**Dataset records:**
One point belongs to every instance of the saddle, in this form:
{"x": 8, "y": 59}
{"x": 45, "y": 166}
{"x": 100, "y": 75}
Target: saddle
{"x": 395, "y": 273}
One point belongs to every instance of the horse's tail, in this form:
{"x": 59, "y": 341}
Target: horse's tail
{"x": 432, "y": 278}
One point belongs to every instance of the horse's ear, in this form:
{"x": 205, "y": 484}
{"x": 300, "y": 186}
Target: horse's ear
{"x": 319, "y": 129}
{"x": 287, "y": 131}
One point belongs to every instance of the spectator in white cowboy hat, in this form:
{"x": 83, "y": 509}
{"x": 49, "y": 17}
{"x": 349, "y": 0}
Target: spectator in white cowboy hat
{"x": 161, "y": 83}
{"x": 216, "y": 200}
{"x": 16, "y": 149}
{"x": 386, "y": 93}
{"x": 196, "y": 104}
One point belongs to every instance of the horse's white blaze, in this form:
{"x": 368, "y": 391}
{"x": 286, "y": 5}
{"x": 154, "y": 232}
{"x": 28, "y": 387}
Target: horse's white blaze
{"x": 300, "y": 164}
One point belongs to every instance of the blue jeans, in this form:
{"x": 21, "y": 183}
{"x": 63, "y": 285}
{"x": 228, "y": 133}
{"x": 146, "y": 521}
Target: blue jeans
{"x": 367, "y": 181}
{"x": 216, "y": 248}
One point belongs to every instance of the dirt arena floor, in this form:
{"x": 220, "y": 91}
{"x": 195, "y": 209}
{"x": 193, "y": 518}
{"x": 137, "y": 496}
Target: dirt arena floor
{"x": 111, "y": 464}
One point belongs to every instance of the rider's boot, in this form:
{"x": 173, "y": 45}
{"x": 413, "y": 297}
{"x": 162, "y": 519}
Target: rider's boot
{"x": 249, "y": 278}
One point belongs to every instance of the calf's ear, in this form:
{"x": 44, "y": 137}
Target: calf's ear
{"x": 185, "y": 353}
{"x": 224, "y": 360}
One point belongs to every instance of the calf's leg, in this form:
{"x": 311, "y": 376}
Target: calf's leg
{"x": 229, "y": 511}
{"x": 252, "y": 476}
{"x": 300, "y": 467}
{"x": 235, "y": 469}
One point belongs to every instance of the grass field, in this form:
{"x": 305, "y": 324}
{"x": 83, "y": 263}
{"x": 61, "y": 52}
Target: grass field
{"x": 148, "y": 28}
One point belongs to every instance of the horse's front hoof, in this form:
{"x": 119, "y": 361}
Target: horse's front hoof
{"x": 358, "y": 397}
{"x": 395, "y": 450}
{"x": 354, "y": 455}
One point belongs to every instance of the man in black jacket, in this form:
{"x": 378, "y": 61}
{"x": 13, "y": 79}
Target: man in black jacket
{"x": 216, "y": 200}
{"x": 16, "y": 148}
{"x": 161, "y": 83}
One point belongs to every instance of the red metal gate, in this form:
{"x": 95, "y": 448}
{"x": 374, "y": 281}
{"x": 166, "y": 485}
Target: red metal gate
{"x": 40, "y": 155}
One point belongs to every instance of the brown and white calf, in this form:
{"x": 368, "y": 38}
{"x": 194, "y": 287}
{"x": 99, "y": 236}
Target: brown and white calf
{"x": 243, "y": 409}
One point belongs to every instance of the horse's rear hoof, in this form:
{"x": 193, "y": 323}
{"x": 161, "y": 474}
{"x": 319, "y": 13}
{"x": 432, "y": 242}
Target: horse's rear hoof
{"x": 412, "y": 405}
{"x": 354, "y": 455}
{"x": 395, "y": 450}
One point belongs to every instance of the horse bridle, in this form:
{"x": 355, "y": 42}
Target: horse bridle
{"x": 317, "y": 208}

**The problem:** What must be returned is the line with "One point belongs to every instance of the horse's rear" plus every line after it to the end of the entries, exactly as they appear.

**Response for this exercise:**
One point belongs to every instance of the horse's rear hoof, in this form:
{"x": 193, "y": 323}
{"x": 161, "y": 474}
{"x": 319, "y": 13}
{"x": 432, "y": 242}
Target: horse's rear hoof
{"x": 412, "y": 405}
{"x": 354, "y": 455}
{"x": 395, "y": 450}
One point belongs to every instance of the horse bridle, in this form:
{"x": 355, "y": 42}
Target: horse bridle
{"x": 317, "y": 208}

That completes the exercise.